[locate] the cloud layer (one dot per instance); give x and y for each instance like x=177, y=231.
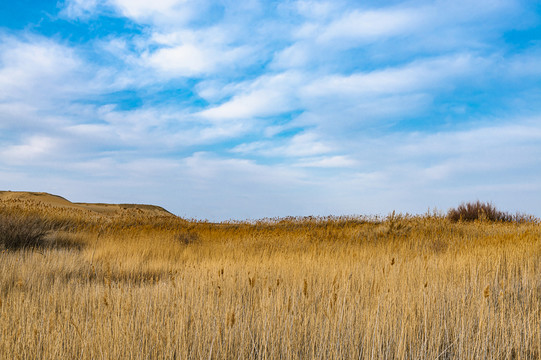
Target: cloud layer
x=257, y=109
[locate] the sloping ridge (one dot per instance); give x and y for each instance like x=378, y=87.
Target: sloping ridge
x=59, y=201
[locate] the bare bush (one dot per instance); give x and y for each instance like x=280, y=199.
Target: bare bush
x=478, y=210
x=187, y=237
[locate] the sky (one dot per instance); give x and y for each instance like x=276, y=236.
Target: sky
x=230, y=109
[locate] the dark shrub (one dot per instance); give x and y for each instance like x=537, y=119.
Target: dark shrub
x=18, y=231
x=478, y=211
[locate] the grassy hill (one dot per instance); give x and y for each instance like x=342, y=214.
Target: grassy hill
x=139, y=283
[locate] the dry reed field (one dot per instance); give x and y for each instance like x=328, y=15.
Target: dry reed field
x=139, y=284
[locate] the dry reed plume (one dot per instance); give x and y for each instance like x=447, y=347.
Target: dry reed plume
x=142, y=286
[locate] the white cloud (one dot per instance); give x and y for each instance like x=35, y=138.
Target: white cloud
x=36, y=67
x=33, y=149
x=416, y=76
x=374, y=24
x=338, y=161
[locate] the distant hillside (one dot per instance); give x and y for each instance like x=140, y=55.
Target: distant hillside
x=60, y=202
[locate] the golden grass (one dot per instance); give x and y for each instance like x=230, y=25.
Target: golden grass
x=142, y=286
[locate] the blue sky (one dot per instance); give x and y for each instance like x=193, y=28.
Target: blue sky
x=247, y=109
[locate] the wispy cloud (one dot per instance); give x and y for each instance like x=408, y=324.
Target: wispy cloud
x=249, y=109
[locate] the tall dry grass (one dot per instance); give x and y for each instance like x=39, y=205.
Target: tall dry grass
x=402, y=287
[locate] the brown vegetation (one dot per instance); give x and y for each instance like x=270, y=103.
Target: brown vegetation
x=154, y=286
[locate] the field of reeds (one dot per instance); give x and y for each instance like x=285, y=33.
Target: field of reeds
x=134, y=285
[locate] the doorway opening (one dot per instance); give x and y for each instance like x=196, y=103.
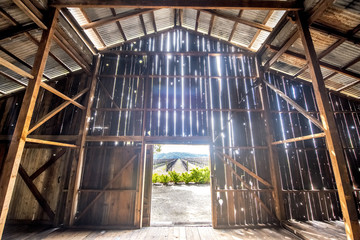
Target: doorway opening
x=181, y=192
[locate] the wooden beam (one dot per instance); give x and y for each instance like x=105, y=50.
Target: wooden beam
x=296, y=106
x=61, y=95
x=79, y=31
x=239, y=20
x=35, y=192
x=46, y=142
x=13, y=79
x=302, y=138
x=119, y=25
x=15, y=69
x=116, y=18
x=273, y=157
x=82, y=142
x=333, y=141
x=56, y=110
x=211, y=25
x=153, y=21
x=33, y=16
x=48, y=163
x=197, y=20
x=200, y=4
x=245, y=169
x=142, y=24
x=13, y=158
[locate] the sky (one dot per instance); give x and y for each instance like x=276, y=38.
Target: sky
x=199, y=149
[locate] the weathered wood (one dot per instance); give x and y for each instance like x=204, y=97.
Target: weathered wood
x=295, y=105
x=30, y=13
x=245, y=169
x=106, y=187
x=33, y=189
x=59, y=94
x=48, y=163
x=15, y=69
x=239, y=20
x=302, y=138
x=273, y=158
x=12, y=161
x=56, y=110
x=201, y=4
x=333, y=141
x=46, y=142
x=82, y=142
x=116, y=18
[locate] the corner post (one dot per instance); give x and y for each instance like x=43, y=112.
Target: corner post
x=13, y=158
x=333, y=141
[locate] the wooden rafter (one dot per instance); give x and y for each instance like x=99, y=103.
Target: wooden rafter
x=239, y=20
x=333, y=140
x=307, y=137
x=56, y=110
x=113, y=12
x=115, y=18
x=259, y=31
x=31, y=12
x=15, y=69
x=94, y=28
x=295, y=105
x=200, y=4
x=13, y=158
x=235, y=26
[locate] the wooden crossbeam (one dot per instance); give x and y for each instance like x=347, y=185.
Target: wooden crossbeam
x=295, y=105
x=199, y=4
x=333, y=140
x=12, y=79
x=56, y=110
x=248, y=187
x=116, y=18
x=307, y=137
x=15, y=69
x=59, y=94
x=16, y=30
x=35, y=17
x=46, y=142
x=245, y=169
x=118, y=174
x=48, y=163
x=239, y=20
x=33, y=189
x=13, y=158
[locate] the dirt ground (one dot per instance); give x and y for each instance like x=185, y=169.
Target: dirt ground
x=181, y=204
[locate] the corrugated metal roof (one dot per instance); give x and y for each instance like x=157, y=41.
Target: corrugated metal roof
x=343, y=54
x=222, y=28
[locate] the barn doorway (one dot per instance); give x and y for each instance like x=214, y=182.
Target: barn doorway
x=181, y=192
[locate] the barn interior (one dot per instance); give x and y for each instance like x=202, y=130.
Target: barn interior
x=272, y=87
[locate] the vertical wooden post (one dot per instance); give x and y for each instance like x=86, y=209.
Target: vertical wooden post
x=273, y=160
x=332, y=137
x=13, y=158
x=82, y=142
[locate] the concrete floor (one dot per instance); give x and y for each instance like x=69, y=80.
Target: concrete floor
x=181, y=204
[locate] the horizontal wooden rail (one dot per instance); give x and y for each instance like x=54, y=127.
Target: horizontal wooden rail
x=40, y=141
x=59, y=94
x=307, y=137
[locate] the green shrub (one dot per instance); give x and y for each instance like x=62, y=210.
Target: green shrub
x=155, y=178
x=174, y=176
x=164, y=178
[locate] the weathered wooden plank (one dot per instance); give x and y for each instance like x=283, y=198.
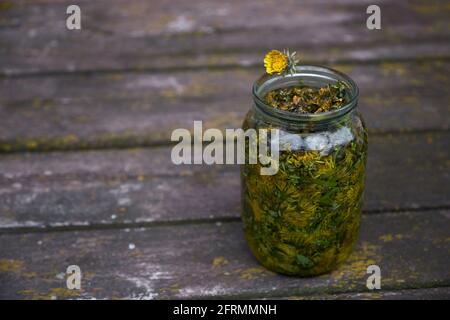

### JOB
Print the stretch of items from the line that contains "[locate] the dark" through the line that contains "x=249, y=109", both included, exactly as they stand.

### SOLUTION TO THE EXERCISE
[locate] the dark shrub (one dot per instance); give x and y for each instance like x=537, y=119.
Target: dark shrub
x=18, y=231
x=478, y=211
[locate] the grassy hill (one dot per instance); give x and y for each instance like x=342, y=214.
Target: grassy hill
x=139, y=283
[locate] the dry reed field (one dot per instance); give x and y for each instance like x=328, y=15.
Target: dry reed field
x=139, y=284
[locate] the dry reed plume (one dot per instance); give x and y for each instance like x=447, y=347.
Target: dry reed plume
x=142, y=286
[locate] the white cloud (one dot per instance); give x and y for each instance like x=35, y=138.
Target: white cloud
x=36, y=67
x=33, y=149
x=416, y=76
x=374, y=24
x=338, y=161
[locate] the distant hillside (one dot per instance); give x and y for each instance like x=140, y=55.
Target: distant hillside
x=60, y=202
[locate] the golden grass (one dot per instance); give x and y for each instance like x=230, y=25.
Target: golden grass
x=142, y=286
[locate] the blue sky (one dot per instance); give x and y for each instance like x=193, y=28.
Target: blue sky
x=247, y=109
[locate] the wispy cloud (one dot per instance); give x and y for each instance like x=408, y=324.
Target: wispy cloud
x=249, y=109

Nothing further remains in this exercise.